**EXERCISE INSTRUCTIONS**
Please output the entries below without altering a single character.

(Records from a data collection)
════════════════
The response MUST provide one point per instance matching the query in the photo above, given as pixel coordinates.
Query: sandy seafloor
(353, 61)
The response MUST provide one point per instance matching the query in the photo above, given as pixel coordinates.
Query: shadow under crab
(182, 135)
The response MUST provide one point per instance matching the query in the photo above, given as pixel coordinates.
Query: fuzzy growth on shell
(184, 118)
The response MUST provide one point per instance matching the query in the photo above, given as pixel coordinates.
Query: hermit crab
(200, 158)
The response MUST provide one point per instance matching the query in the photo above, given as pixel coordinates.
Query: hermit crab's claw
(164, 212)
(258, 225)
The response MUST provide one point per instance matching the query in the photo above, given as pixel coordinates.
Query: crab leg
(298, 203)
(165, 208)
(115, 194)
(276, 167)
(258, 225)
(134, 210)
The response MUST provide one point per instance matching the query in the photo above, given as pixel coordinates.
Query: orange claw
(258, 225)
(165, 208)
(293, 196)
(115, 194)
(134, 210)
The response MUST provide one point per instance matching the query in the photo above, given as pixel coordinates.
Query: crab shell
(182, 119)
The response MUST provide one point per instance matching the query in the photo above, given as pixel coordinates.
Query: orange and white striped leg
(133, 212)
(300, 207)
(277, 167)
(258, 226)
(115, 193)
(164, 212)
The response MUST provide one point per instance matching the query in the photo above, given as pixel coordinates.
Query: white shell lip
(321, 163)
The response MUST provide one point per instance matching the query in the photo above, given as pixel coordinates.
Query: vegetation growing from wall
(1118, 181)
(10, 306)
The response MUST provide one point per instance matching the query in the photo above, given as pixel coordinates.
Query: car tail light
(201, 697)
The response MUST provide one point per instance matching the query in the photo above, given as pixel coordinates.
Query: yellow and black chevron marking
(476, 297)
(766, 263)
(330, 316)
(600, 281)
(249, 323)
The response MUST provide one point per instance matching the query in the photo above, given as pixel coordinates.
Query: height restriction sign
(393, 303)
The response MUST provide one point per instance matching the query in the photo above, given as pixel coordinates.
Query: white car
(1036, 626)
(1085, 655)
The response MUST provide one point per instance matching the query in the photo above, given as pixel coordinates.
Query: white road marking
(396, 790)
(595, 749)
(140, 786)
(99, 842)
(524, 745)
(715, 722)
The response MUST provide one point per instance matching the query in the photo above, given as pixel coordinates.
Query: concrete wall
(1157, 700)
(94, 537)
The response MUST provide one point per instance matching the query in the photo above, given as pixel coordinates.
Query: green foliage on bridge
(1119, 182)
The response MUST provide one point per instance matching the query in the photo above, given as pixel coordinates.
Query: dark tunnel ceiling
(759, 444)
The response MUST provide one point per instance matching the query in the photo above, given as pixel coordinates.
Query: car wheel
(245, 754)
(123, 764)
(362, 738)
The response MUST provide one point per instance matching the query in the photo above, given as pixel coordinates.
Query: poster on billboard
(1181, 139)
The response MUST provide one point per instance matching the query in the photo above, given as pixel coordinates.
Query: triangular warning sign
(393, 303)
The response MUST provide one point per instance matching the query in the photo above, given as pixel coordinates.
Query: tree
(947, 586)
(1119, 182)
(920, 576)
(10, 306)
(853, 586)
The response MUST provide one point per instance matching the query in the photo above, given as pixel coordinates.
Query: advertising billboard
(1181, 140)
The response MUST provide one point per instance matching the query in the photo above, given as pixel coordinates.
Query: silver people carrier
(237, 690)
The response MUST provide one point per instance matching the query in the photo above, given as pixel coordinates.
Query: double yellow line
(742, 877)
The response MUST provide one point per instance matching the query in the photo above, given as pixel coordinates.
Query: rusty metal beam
════════════════
**OUTPUT OF THE TASK**
The response MUST provide one point per instance matching the query in the photo above, given as pixel coordinates.
Query: sandy seafloor
(353, 61)
The response MUST provide one point per instance matching the query in the photo above, given as pixel coordinates.
Query: shadow under crab
(182, 135)
The response MUST provide one point per instance matching the query in the photo above, given as pixel coordinates.
Query: fuzzy growth on shell
(184, 118)
The response MUST provide one point per instance matching the query in the photo above, given as pixel coordinates.
Query: hermit crab
(200, 158)
The response MUST provide one point per instance matching the query in the photo above, given as pixel coordinates.
Query: hermit crab's claw
(164, 212)
(258, 225)
The response MUST provide one point per instance matching the query in the photo above, given as pixel coordinates.
Query: crab leg
(298, 203)
(165, 208)
(115, 194)
(276, 167)
(258, 225)
(134, 210)
The response MUST provide one point per instance matching the query in the photo above, given as pixel coordinates.
Query: orange claw
(258, 225)
(165, 208)
(293, 196)
(115, 194)
(134, 210)
The response MUST provide one point per instance matching the query in the photo above, given as pixel coordinates.
Query: crab shell
(182, 119)
The response MUST provide one point per instance matching the query in the photo above, given as pixel coordinates.
Query: orange and white striped leg
(133, 212)
(300, 207)
(277, 167)
(258, 226)
(115, 193)
(164, 212)
The response MUST provide one point per instance matching the query in the photo above, given as pixel coordinates.
Query: white shell lip
(321, 163)
The response MUST provide one point per instance matching the query in the photo above, given as pixel coordinates.
Query: vegetation growing from wall
(1118, 181)
(10, 306)
The response MUST provide one point per instance matching the query in the photo above, given as pixel coordinates.
Query: car tail light
(201, 697)
The response MUST provide one point per instance matching the query in the photo above, given as pixel coordinates.
Query: yellow and black chevron marking
(476, 297)
(766, 263)
(330, 316)
(600, 281)
(249, 323)
The response MUST provide one point per instance matching the query in the photo above, given as pixel coordinates.
Query: height restriction sign
(393, 303)
The response MUST provide one point per instance matching the query in the photo above, given as pixel coordinates.
Query: white car
(1036, 626)
(1085, 655)
The response MUST provide one point per instance matching the query in the photo above, given as pixel coordinates.
Query: white road marking
(396, 790)
(595, 749)
(140, 786)
(99, 842)
(524, 745)
(715, 722)
The response MUST provide one point per instance matching the query in the photo above, given as pixel coordinates.
Query: concrete wall
(1157, 700)
(94, 537)
The response MUST provide one point per instance matching the query in the photo above, given as pixel coordinates.
Query: green foliage on bridge
(1119, 182)
The response MUST provide one point per instance matching the query in the photo above, given as pixel coordinates.
Query: dark tunnel ceiling
(759, 444)
The response MUST provide one point per instance matching the query in the photo above, given as pixel coordinates.
Query: car wheel
(245, 754)
(123, 764)
(362, 738)
The response MUST provide one point per instance matching the query in the photo above, given as pixel coordinates.
Query: poster on billboard
(1181, 139)
The response MUST provide one point per instance matching the query in the photo above, given as pixel coordinates.
Query: triangular warning sign
(393, 303)
The response MUST provide one point per instance matching the query in the photo above, given as pixel coordinates.
Query: tree
(947, 586)
(1119, 182)
(920, 576)
(10, 306)
(853, 586)
The response MUST provide one point per instance matching the query in the photo above, given as pixel coordinates.
Query: advertising billboard
(1181, 140)
The response MUST provide one point per instance matching the query in the photo above, given as pixel coordinates.
Query: silver people carrier
(237, 690)
The response MUST provide one point per instance matching the query in the photo above, given as pixel coordinates.
Query: double yellow line
(742, 877)
The response MUST provide one point per instance matching the query in the photo above, given as pixel coordinates.
Query: rusty metal beam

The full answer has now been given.